WHAT THIS EXERCISE ASKS
#1 According to the passage on corrective actions for problematic papers, how many laboratory groups in the private set had at least one paper with corrective action taken?
#2 For each statement, decide whether the passage on corrective actions for problematic papers supports it. Answer yes or no, and quote the words from the passage that settle it.
(a) The average number of identified problematic papers per laboratory group was higher in the public set than in the private set.
(b) For public-set laboratory groups with corrected or retracted papers, corrective actions covered 27% of the papers initially flagged as problematic.
(c) The sample size was large enough to support strong conclusions about the trends across outcome groups.
#3 Proceed with the passage on corrective actions for problematic papers, starting after its last sentence.

BEGIN DOCUMENT EXTRACT

The number of laboratory groups represented was similar between the public and private sets (75 and 62 respectively), as was the average number of identified problematic papers per laboratory group (3.65 public versus 3.54 private). However, despite these similarities, 28 laboratory groups in the public set had at least one paper with corrective action taken, versus only 6 laboratory groups in the private set. Furthermore, corrective actions appeared to be more clustered in the public set. For laboratory groups in this set with corrected/retracted papers, such actions extended to cover almost 2/3 of those initially flagged as problematic (62%). In contrast, for laboratory groups in the private set with corrected/retracted papers, such actions covered little over 1/4 of those initially flagged as problematic (27%). This suggests that corrective actions in the private set took place on a more individualized basis, with more clustering of corrective actions in the public set perhaps being a direct consequence of greater publicity.

Within the public set alone, parsing the papers into outcome groups (Table 2) indicated a trend toward more problematic data panels per paper and lower journal impact factor in the retracted group. In addition a trend toward more recent publication year was seen in both retracted and corrected papers, relative to those for which no action was taken. However, the small sample size (particularly in the retracted paper group) did not permit strong conclusions to be drawn regarding these trends.

END DOCUMENT EXTRACT
BEGIN AVAILABLE DATA

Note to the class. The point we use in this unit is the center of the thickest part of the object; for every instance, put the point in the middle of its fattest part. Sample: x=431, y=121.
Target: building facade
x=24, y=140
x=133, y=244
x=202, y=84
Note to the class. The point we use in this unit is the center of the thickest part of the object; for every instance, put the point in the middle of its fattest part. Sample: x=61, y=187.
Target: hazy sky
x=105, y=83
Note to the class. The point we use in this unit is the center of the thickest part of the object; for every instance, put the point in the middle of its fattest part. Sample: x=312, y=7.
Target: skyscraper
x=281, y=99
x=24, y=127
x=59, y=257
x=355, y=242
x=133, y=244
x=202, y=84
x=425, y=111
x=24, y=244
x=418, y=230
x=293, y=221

END AVAILABLE DATA

TASK-BY-TASK RESULTS
#1 Six laboratory groups.

#2
(a) Yes: "3.65 public versus 3.54 private"
(b) No: "such actions extended to cover almost 2/3 of those initially flagged as problematic (62%)"
(c) No: "the small sample size (particularly in the retracted paper group) did not permit strong conclusions to be drawn regarding these trends"

#3
Table 2:
Selected properties of papers in the public set, broken down by outcome.
Means ± standard deviations, with 95% confidence intervals where appropriate.
Retracted Corrected No action
# papersa 16 47 212
Problematic data panels/paper (95% CI) 3.1 ± 38 (2.5–4.2) 2.2 ± 1.4 (1.8–2.7) 2.2 ± 1.4 (2.0–2.4)
5 yr. journal impact factor (95% CI) 6.9 ± 3.7 (5.2–8.6) 10.0 ± 8.6 (7.5–12.4) 9.3 ± 8.7 (8.2–10.5)
Publication year 2008.3 ± 4.4 2009.3 ± 3.0 2007.1 ± 4.4
DOI: 10.7717/peerj.313/table-2

Notes:

Total = 275, not 274 as expected, since one paper was corrected and subsequently retracted.

Discussion

The primary finding of this study is that online discussion of problematic data is correlated with an approximately 7-fold greater likelihood of either correction or retraction of a paper. This is the first study of its type, and the result should serve as an impetus to encourage further engagement of new media, to push for greater integrity in the scientific literature. In addition, the result suggests that institutions charged with addressing such problems do pay attention to online publicity.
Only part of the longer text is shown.